» Task to complete: Present everything from the line containing "UI element grounding: the shop" down to the last line of the entries, both included, as a numbered list with blank lines omitted.

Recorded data
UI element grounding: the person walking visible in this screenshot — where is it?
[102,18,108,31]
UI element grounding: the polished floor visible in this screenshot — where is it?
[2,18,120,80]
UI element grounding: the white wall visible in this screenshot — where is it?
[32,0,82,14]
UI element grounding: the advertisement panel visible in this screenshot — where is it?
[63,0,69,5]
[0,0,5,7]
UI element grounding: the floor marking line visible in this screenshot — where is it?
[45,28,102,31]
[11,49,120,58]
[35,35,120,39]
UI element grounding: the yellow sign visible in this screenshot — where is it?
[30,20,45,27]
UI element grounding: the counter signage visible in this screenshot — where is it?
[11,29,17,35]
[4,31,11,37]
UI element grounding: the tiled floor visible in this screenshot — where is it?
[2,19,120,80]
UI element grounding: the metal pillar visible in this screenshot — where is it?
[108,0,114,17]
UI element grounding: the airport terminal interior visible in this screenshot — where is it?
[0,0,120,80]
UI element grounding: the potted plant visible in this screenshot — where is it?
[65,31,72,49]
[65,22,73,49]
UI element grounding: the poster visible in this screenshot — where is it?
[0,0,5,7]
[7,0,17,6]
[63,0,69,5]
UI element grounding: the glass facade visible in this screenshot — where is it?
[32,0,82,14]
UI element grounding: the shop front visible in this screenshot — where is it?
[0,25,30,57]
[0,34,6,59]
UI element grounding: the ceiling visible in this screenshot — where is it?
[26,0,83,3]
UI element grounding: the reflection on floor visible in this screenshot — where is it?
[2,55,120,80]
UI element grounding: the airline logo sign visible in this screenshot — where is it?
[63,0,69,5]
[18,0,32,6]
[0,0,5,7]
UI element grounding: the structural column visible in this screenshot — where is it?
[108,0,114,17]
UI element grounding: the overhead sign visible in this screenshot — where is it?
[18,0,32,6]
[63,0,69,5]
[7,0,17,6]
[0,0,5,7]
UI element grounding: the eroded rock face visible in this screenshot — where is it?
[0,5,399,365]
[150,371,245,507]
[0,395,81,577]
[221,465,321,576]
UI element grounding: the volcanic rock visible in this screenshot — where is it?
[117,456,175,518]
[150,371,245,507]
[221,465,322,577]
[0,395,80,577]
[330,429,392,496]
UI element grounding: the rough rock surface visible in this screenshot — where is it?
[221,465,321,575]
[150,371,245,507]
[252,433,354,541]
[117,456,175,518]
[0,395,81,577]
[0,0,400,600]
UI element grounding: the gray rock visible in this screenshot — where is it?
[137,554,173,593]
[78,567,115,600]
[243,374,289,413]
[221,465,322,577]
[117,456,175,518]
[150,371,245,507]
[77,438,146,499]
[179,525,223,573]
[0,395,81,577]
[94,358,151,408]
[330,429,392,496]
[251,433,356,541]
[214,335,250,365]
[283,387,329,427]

» Exercise response:
1. UI element grounding: the shop front visible in this screenshot — where is it?
2. [0,25,30,57]
3. [0,34,6,59]
4. UI element grounding: the ceiling visible in this screenshot — where is it?
5. [26,0,83,3]
6. UI element grounding: the reflection on floor visible in this screenshot — where is it?
7. [2,55,120,80]
8. UI element grounding: the airline logo sign visible in this screenshot — where is it?
9. [63,0,69,5]
10. [18,0,32,6]
11. [0,0,5,7]
12. UI element grounding: the structural column visible in this screenshot — where is it?
13. [108,0,114,17]
14. UI element grounding: the overhead sign visible in this screenshot — where is it?
15. [18,0,32,6]
16. [63,0,69,5]
17. [7,0,17,6]
18. [0,0,5,7]
19. UI element grounding: the eroded rock face visible in this screenshot — where is it?
20. [0,5,399,365]
21. [150,371,245,507]
22. [0,395,81,577]
23. [221,465,321,576]
24. UI element grounding: the volcanic rock visible in this screenshot — where is it?
25. [117,456,175,518]
26. [150,371,245,507]
27. [221,465,322,577]
28. [0,395,80,577]
29. [330,429,392,496]
30. UI element grounding: the rough rock surface visible in this screenshot — where is it?
31. [221,465,321,575]
32. [150,371,245,507]
33. [252,433,354,541]
34. [117,456,175,518]
35. [0,395,81,577]
36. [0,0,400,600]
37. UI element grounding: the gray rock visible in this screenshot — where is it?
38. [137,554,173,593]
39. [78,567,115,600]
40. [243,374,289,413]
41. [221,465,322,577]
42. [117,456,175,518]
43. [150,371,245,507]
44. [77,438,146,499]
45. [179,525,223,573]
46. [0,395,81,577]
47. [94,358,151,408]
48. [330,429,392,496]
49. [251,433,356,541]
50. [214,335,250,365]
51. [283,387,329,427]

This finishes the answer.